Выпишите из исходного текста без изменений фрагмент, который начинается словами «(Замечу, Аксенов покинул» и заканчивается словами «журналисту Олегу Кашину.)» (включительно).

# ИСХОДНЫЙ ТЕКСТ:
————
Станислав Куняев вспоминал звонок от старшего коллеги по Секретариату Московской писательской организации в 1980 году. «Валентин Петрович позвонил из Переделкина и, не найдя Феликса Кузнецова, с раздражением сорвал свою досаду на мне:
– Я не приеду на ваш Секретариат и вообще моей ноги в Московской писательской организации не будет. Кого вы там принимаете в Союз писателей? Ивана Шевцова? Ваш Секретариат войдет в историю как исключивший из своих рядов Василия Аксенова и принявший Ивана Шевцова. Так и передайте мои слова вашему шефу!»
(Замечу, Аксенов покинул союз сам, а Ивана Шевцова, автора небеспричинно считавшегося антисемитским памфлета «Тля», приняли только после того, как у него было издано семь романов. «Валентин Катаев ставил ультиматум – мол, если примут Шевцова, из союза выйду я», – в 2007-м рассказывал сам 87-летний Шевцов журналисту Олегу Кашину.)
————
# СТРОКИ ДАННЫХ:
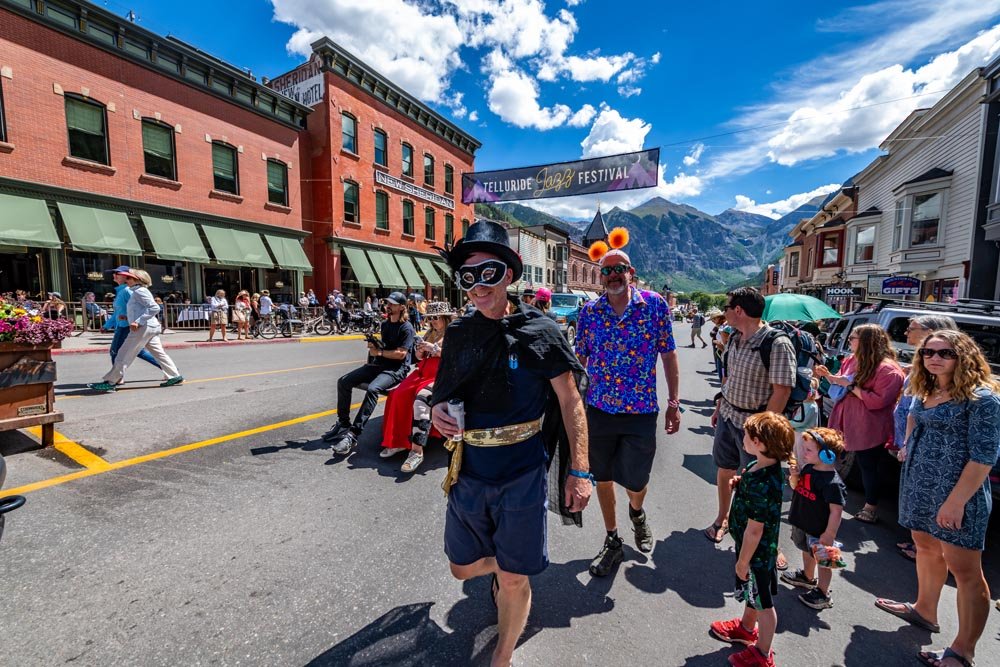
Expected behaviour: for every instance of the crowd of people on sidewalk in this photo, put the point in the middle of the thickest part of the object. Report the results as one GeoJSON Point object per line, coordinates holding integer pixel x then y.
————
# РЕЗУЛЬТАТ ВЫПОЛНЕНИЯ:
(Замечу, Аксенов покинул союз сам, а Ивана Шевцова, автора небеспричинно считавшегося антисемитским памфлета «Тля», приняли только после того, как у него было издано семь романов. «Валентин Катаев ставил ультиматум – мол, если примут Шевцова, из союза выйду я», – в 2007-м рассказывал сам 87-летний Шевцов журналисту Олегу Кашину.)